_WHAT IS BEING ASKED_.
Rewrite the records starting at the line that contains "on the desert" and ending at the end of the records, replacing "rocky plain" with "stony plain" and leaving everything else unchanged.

_DATA EXCERPTS_.
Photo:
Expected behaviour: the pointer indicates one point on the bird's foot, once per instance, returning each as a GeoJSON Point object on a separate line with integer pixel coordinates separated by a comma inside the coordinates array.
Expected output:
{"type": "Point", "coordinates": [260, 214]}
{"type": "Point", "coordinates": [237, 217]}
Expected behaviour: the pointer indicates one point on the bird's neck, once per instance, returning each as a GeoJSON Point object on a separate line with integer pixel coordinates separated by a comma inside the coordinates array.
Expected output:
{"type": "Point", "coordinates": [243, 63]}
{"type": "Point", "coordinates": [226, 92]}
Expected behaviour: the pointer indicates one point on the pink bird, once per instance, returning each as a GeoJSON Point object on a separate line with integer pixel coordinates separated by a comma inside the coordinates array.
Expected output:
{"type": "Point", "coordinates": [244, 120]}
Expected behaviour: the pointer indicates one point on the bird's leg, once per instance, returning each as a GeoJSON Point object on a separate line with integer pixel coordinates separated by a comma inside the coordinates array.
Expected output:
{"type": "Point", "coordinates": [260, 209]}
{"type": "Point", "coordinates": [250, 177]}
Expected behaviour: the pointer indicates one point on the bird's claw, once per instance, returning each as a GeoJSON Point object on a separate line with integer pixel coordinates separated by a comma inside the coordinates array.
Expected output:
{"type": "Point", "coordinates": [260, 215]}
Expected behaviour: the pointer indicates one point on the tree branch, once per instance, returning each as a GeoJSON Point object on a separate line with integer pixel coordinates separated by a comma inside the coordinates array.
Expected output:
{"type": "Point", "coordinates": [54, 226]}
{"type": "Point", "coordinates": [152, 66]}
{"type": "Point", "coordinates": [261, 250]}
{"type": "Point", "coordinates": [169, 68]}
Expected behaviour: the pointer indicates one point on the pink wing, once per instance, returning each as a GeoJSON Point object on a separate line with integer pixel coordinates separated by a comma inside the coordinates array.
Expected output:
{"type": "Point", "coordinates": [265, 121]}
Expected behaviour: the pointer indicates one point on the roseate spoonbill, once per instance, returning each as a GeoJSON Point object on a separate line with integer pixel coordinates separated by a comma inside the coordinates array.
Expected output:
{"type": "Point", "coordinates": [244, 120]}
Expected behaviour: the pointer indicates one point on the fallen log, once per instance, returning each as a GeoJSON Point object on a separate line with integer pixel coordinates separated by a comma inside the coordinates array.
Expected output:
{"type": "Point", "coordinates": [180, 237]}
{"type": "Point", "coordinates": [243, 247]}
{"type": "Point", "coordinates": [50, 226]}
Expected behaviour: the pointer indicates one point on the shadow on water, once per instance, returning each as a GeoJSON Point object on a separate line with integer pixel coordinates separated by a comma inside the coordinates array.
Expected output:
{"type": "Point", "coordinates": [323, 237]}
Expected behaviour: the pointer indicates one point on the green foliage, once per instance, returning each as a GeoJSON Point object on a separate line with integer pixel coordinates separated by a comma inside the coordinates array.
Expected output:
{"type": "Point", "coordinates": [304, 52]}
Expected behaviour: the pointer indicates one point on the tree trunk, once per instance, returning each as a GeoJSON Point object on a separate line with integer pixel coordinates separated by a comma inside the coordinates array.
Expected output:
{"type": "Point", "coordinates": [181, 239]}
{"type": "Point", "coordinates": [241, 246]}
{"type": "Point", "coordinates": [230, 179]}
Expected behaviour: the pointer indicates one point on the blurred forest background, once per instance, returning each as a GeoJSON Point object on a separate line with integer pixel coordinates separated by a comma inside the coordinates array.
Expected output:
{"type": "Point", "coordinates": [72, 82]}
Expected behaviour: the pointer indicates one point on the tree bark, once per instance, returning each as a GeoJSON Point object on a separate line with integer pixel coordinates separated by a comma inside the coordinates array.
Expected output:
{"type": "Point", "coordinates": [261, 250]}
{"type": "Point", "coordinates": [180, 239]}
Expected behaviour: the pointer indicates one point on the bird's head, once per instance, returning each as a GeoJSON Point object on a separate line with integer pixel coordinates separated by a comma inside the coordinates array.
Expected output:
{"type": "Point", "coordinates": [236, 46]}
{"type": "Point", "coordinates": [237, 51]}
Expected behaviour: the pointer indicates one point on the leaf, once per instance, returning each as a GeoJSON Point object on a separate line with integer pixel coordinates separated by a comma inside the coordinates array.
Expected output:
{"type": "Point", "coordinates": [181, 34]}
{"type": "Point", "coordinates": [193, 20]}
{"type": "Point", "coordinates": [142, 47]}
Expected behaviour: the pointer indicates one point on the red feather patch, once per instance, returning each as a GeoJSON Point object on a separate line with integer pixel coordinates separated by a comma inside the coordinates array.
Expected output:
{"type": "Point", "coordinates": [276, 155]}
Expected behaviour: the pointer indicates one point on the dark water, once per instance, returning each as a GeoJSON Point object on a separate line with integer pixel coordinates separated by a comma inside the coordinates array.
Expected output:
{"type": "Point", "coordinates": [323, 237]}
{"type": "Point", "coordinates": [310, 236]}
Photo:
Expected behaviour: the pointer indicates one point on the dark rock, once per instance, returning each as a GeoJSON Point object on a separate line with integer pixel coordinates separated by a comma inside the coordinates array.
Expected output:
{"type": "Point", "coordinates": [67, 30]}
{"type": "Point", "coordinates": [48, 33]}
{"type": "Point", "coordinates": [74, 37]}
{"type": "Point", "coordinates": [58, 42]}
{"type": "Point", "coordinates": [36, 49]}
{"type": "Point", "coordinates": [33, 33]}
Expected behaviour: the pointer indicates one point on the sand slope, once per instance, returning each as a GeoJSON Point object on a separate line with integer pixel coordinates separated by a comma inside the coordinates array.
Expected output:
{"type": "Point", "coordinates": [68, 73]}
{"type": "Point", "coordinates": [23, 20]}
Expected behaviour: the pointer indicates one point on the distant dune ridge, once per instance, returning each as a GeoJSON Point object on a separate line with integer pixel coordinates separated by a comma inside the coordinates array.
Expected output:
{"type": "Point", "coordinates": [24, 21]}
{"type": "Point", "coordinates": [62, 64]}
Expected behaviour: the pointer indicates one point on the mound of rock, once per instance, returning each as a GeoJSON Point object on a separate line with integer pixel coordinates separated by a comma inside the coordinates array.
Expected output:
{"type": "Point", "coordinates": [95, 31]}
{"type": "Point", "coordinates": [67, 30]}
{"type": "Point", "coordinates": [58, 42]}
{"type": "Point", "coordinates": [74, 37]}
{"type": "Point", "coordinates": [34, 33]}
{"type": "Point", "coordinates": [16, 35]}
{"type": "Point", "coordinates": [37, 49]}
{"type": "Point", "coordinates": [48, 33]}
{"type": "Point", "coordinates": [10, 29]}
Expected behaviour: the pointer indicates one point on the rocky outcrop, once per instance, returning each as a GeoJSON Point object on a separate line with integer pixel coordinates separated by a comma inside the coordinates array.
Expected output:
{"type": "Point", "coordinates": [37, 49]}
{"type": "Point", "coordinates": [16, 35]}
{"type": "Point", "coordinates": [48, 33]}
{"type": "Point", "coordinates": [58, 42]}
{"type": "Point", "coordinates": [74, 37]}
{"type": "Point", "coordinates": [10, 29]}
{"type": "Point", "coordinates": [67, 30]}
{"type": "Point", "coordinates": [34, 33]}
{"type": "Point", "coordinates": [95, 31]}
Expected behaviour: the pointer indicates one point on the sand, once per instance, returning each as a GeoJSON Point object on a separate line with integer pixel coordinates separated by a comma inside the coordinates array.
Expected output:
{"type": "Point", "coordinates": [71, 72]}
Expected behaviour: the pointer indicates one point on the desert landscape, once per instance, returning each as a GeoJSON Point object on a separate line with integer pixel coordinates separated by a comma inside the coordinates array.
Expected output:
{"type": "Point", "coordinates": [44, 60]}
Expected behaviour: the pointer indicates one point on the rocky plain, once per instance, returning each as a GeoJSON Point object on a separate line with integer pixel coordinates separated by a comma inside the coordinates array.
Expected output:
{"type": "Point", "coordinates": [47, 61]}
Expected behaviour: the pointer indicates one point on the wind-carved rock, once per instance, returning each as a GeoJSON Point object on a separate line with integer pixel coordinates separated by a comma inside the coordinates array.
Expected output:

_FINAL ANSWER_.
Expected behaviour: the pointer indicates one point on the desert landscape, once per instance, returning each as a GeoJSON Point object on a separate line with integer pixel coordinates separated by a comma inside the coordinates array.
Expected output:
{"type": "Point", "coordinates": [44, 60]}
Expected behaviour: the pointer indicates one point on the stony plain, once per instance, returning each as a GeoJSON Point object on a separate line with integer pixel coordinates separated by a comma inside the coordinates array.
Expected output:
{"type": "Point", "coordinates": [47, 61]}
Expected behaviour: the pointer indicates one point on the wind-carved rock, once per instance, returning each as a GeoJSON Point object on a separate line with integer pixel coordinates separated by a comma inside the coordinates array.
Expected output:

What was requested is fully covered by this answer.